BEGIN Extracted records
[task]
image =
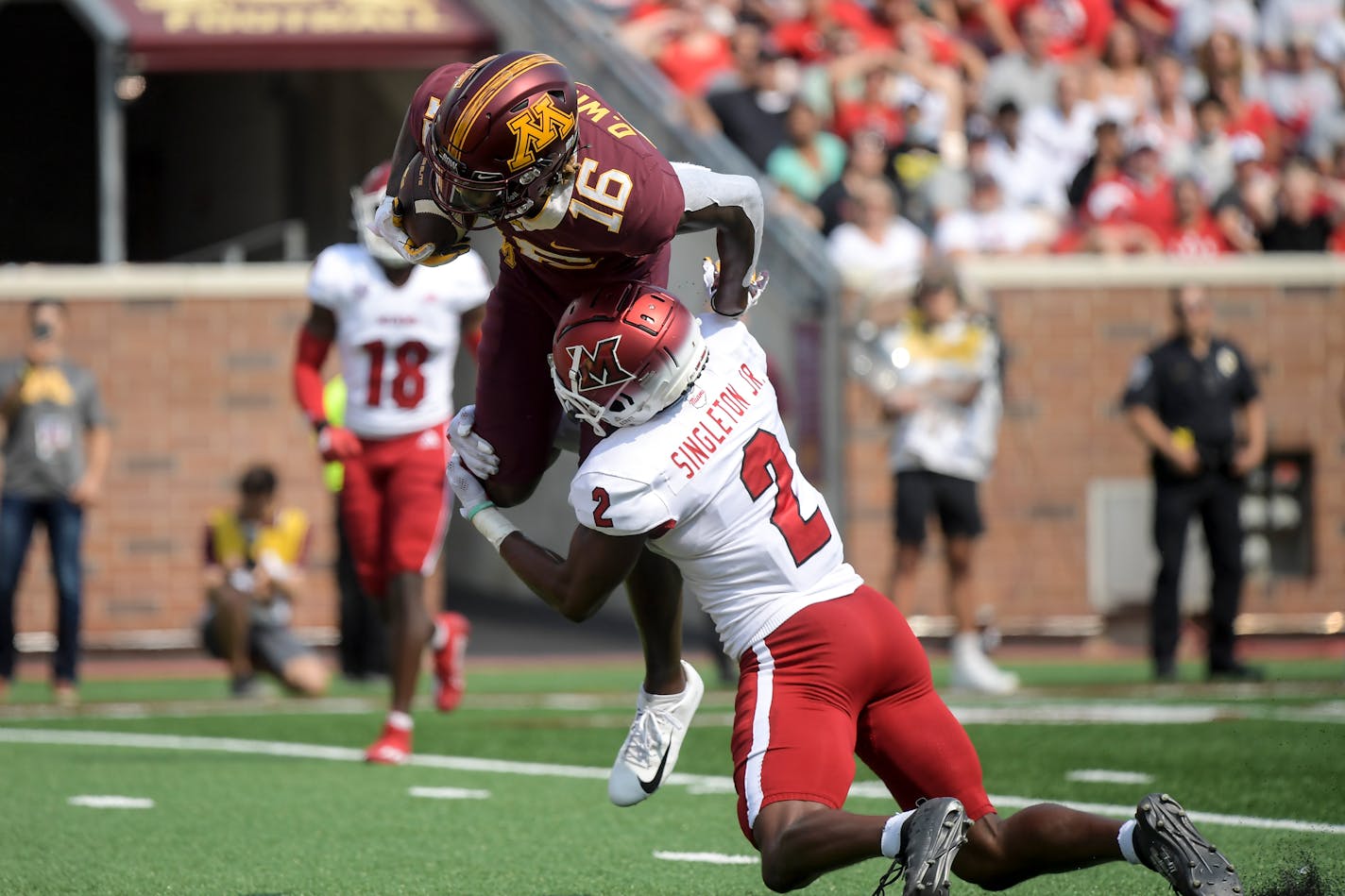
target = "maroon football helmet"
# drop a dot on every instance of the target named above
(502, 136)
(625, 354)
END Extracted records
To do: Set down every entry above verbatim, without pictures.

Response to this task:
[task]
image =
target = "maroon football helmet"
# drop a dot on every instance of the target named above
(502, 136)
(625, 354)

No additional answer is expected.